___ Bereitgestellter Auszug
NRW-Wahl im Rhein-Sieg-Kreis Schockstarre bei den Christdemokraten

RHEIN-SIEG-KREIS · Die Stimmenauszählung für den Wahlkreis 25 war an Dramatik nicht zu überbieten. Vom ersten Stimmbezirk an lieferten sich CDU-Kandidat Tim Salgert aus Lohmar und sein SPD-Kontrahent, der Hennefer Dirk Schlömer, ein Kopf-an-Kopf-Rennen. Zwei Stimmbezirke waren noch auszuzählen.

 Geschafft: Wem Andrea Milz (CDU) von ihrem erneuten Einzug in den Landtag berichtet, bleibt offen.

Geschafft: Wem Andrea Milz (CDU) von ihrem erneuten Einzug in den Landtag berichtet, bleibt offen.
______
▶ **Anforderungen**: Gib bitte den obigen Text zur NRW-Wahl im Rhein-Sieg-Kreis vollständig und wortgetreu wieder.
___ Angezeigte Datensätze
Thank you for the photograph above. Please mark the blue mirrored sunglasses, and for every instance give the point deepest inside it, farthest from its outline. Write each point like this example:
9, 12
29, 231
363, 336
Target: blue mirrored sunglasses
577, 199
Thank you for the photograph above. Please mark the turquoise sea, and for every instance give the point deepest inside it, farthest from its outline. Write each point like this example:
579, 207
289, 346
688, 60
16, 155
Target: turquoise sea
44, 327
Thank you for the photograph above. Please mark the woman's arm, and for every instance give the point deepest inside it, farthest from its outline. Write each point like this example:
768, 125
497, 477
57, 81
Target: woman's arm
______
___ Angezeigte Datensätze
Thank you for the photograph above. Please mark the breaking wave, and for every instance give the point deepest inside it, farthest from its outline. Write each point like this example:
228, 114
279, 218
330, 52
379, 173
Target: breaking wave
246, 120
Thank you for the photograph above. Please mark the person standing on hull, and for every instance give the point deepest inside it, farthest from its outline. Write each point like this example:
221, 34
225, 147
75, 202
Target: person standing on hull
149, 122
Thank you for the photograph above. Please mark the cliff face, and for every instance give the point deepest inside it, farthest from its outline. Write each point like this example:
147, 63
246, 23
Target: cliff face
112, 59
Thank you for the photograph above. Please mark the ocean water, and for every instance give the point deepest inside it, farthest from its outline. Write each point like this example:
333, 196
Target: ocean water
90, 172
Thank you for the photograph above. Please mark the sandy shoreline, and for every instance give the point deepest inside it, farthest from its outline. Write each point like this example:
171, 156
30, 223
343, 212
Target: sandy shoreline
______
▶ **Antwort zur Aufgabe**:
NRW-Wahl im Rhein-Sieg-Kreis Schockstarre bei den Christdemokraten

RHEIN-SIEG-KREIS · Die Stimmenauszählung für den Wahlkreis 25 war an Dramatik nicht zu überbieten. Vom ersten Stimmbezirk an lieferten sich CDU-Kandidat Tim Salgert aus Lohmar und sein SPD-Kontrahent, der Hennefer Dirk Schlömer, ein Kopf-an-Kopf-Rennen. Zwei Stimmbezirke waren noch auszuzählen.

 Geschafft: Wem Andrea Milz (CDU) von ihrem erneuten Einzug in den Landtag berichtet, bleibt offen.

Geschafft: Wem Andrea Milz (CDU) von ihrem erneuten Einzug in den Landtag berichtet, bleibt offen.